■ **Page text**
** begin **
Location
- 225 Green Acres Road Metairie, Louisiana 70003 United States 29°58′38″N 90°11′27″W﻿ / ﻿29.9773°N 90.1908°W

Information
- Type: Private, Day, College-Prep
- Motto: Faith · Scholarship · Service
- Denomination: Episcopal Church
- Established: 1947
- Oversight: Episcopal Diocese of Louisiana
- Head of School: Whitney Samuel Drennan ’94
- Grades: 8 weeks-12th grade
- Campus size: 18 acres (7.3 ha)
- Campus type: Suburban
- Colors: Red and Navy blue
- Athletics conference: LHSAA
- Team name: Saints
- Athletic Director: Kevin Dizer
- Website: www.stmsaints.com

= St. Martin's Episcopal School =

Prep school in Metairie, Louisiana, US

St. Martin's Episcopal School is a diocesan private college preparatory school in Metairie, Louisiana, United States. It is affiliated with St. Martin's Episcopal Church and the Episcopal Diocese of Louisiana. The school also operates George Cottage, an early childhood program for infants and children up to age 3, after which they may opt to join the main school.
** end **
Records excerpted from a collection
** begin **
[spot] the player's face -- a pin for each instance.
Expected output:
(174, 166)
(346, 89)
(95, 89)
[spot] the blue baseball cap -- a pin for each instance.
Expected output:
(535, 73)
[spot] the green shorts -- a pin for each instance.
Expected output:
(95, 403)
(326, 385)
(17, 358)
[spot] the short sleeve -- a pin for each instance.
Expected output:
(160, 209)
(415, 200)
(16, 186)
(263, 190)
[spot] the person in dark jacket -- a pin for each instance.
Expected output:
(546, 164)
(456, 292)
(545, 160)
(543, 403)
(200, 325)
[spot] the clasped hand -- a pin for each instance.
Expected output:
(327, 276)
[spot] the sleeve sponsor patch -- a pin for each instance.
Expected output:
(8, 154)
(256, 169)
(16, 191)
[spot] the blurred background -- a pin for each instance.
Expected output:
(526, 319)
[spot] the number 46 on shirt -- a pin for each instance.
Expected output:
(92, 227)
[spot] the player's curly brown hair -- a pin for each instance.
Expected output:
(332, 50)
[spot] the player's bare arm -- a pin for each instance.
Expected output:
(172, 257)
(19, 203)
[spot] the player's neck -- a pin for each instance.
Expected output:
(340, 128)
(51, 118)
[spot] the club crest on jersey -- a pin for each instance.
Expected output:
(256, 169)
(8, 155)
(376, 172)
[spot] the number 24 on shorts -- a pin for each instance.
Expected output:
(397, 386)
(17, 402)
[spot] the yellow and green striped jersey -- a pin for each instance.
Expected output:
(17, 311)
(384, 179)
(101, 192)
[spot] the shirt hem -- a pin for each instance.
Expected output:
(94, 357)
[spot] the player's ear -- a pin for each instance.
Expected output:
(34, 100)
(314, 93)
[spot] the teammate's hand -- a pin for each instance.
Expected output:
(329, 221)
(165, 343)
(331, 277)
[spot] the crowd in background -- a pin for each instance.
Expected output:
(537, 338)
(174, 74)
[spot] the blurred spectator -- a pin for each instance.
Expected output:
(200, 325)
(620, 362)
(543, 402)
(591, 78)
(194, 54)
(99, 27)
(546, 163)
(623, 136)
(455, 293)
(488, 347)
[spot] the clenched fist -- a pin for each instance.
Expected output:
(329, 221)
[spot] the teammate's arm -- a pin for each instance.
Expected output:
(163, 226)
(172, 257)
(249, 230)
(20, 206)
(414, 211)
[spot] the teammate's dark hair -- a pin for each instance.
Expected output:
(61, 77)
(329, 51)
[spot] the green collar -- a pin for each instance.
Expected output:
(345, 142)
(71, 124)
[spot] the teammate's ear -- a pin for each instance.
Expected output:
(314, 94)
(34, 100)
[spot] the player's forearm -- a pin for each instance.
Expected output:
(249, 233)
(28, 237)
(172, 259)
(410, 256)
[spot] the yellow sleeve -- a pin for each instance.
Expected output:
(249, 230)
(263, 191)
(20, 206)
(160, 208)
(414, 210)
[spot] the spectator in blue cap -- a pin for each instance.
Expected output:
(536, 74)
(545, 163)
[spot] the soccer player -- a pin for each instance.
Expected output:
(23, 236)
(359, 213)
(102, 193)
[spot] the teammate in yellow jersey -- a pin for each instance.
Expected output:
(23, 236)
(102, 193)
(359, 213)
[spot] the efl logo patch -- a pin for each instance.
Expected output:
** end **
■ **Problem set**
A – Please duplicate the St. Martin's Episcopal School page from "Information" up to and including "acres (7.3 ha)".
B – Write the next part of the St. Martin's Episcopal School page, starting right after its final sentence.
The lines above play no part in this.

■ **Written responses**
A –
Information
- Type: Private, Day, College-Prep
- Motto: Faith · Scholarship · Service
- Denomination: Episcopal Church
- Established: 1947
- Oversight: Episcopal Diocese of Louisiana
- Head of School: Whitney Samuel Drennan ’94
- Grades: 8 weeks-12th grade
- Campus size: 18 acres (7.3 ha)

B –
==History==
St. Martin's Episcopal School was founded in 1947 as a co-educational, independent school. It was the first Episcopal school in the region and operated originally as a parish elementary school on the grounds of its namesake church. It moved to the current campus on Green Acres Road in 1950 to accommodate the growing number of students. A high school was added to meet the demand, and it remains the only Episcopal High School in the region. The early childhood learning program, George Cottage, was opened in 2004. Nearly four thousand students have graduated from St. Martin's since 1951. Ownership of the school was transferred to the Episcopal Diocese of Louisiana during the 1960s.

The school's 18 acre campus has 178700 sqft of space under roof. St. Martin's is accredited by the Independent Schools Association of the Southwest, approved by the Louisiana State Department of Education, and holds membership in the Cum Laude Society, the National Association of Independent Schools, the Southwestern Association of Episcopal Schools and the National Association of College Admission Counseling.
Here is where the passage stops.